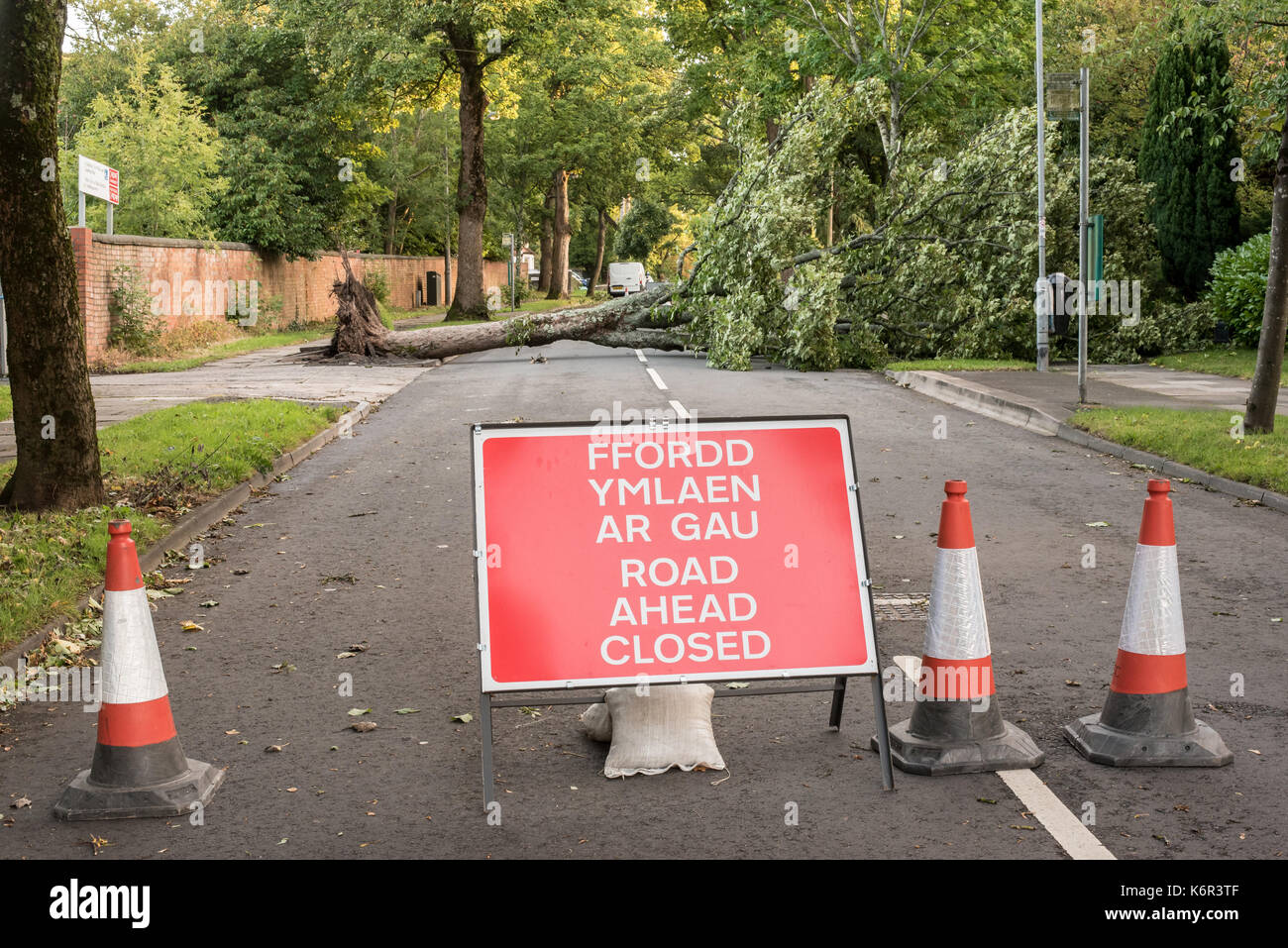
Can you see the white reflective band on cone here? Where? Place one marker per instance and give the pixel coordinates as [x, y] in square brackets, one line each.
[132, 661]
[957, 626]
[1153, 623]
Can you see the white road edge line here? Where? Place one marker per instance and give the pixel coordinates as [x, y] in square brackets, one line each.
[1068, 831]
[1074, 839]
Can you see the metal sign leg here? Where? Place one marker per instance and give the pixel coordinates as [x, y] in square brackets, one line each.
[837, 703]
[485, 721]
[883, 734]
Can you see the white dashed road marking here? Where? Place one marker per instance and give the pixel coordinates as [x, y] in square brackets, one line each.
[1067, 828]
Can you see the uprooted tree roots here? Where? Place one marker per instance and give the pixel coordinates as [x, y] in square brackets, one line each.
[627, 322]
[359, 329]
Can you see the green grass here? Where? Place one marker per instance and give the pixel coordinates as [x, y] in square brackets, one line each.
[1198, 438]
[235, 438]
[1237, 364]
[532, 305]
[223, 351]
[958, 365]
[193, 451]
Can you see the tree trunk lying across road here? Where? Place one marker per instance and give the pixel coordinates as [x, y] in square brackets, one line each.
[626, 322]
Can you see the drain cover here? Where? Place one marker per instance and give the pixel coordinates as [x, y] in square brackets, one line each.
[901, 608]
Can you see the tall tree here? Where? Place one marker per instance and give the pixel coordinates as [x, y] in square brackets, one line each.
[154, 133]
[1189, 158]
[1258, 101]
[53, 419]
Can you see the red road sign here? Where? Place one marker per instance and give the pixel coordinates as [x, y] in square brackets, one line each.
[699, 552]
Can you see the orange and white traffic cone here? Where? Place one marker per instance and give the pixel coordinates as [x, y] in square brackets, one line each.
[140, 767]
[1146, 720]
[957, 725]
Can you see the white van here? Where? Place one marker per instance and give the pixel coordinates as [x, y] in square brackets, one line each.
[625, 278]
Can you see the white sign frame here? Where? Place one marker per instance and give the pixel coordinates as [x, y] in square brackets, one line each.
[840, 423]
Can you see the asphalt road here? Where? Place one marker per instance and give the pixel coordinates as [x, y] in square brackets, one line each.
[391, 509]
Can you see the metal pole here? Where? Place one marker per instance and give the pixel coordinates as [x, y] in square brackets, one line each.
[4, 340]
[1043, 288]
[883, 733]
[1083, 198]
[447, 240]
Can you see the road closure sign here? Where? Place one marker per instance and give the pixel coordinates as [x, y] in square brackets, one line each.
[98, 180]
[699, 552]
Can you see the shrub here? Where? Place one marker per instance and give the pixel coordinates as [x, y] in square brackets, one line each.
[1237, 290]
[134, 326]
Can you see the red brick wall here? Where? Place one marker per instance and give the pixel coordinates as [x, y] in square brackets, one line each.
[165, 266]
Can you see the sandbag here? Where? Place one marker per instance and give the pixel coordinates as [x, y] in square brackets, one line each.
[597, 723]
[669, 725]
---
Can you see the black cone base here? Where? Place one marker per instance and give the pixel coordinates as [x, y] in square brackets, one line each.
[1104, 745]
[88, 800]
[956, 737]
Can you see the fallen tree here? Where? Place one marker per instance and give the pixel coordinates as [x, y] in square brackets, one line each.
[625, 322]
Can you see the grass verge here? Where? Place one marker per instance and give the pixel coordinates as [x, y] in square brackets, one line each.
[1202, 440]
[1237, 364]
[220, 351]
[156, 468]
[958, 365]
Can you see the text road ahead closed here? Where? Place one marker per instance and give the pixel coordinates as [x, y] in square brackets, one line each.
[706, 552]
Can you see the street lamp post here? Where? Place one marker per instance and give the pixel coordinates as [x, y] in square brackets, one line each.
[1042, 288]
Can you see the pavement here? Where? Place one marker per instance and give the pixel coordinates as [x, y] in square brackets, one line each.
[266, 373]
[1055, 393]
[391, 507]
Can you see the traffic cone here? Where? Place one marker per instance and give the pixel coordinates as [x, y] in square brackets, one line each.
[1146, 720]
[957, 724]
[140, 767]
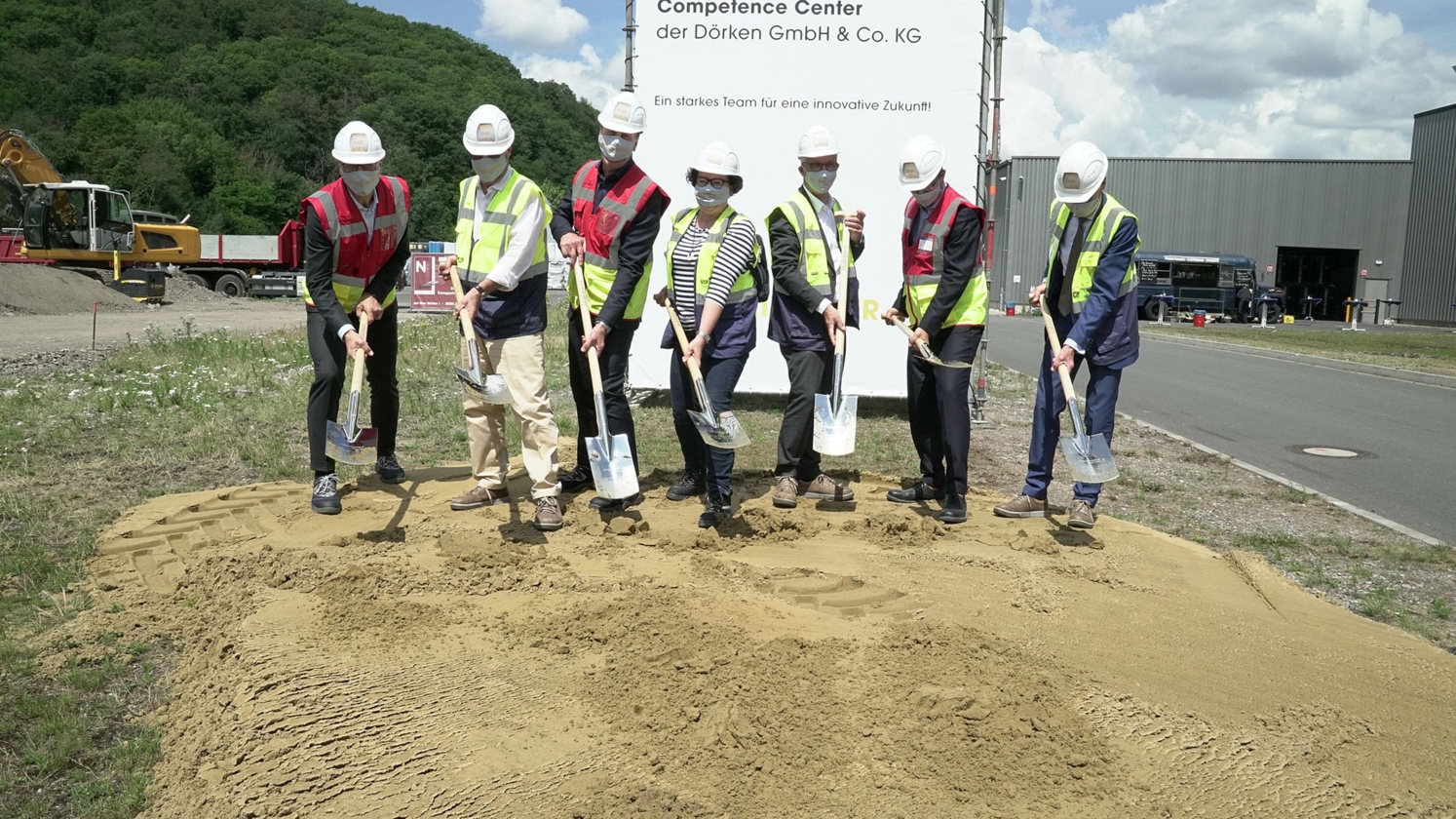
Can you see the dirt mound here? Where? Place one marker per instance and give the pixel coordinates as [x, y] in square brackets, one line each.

## WHAT YOU SHOULD DO
Everything above from the line containing "Can you see the pavement" through the line containing "Can you see the dirt" must be repeated exactly, and the pictures must be left out.

## RESPONSE TO THE TASK
Can you see the pavement here? Where? Place one marker per instance and give the pixel coordinates as [x, y] in square brackets, one line each.
[266, 373]
[1055, 393]
[391, 507]
Can you see the traffic cone here? Where? Place one marker per instance and give the pixel coordinates as [x, y] in square brackets, one line each.
[1146, 720]
[957, 724]
[140, 767]
Can you see the dirt mound here? Where? Place one marker per instance and give the pixel coordinates as [x, y] in square brackets, one line each.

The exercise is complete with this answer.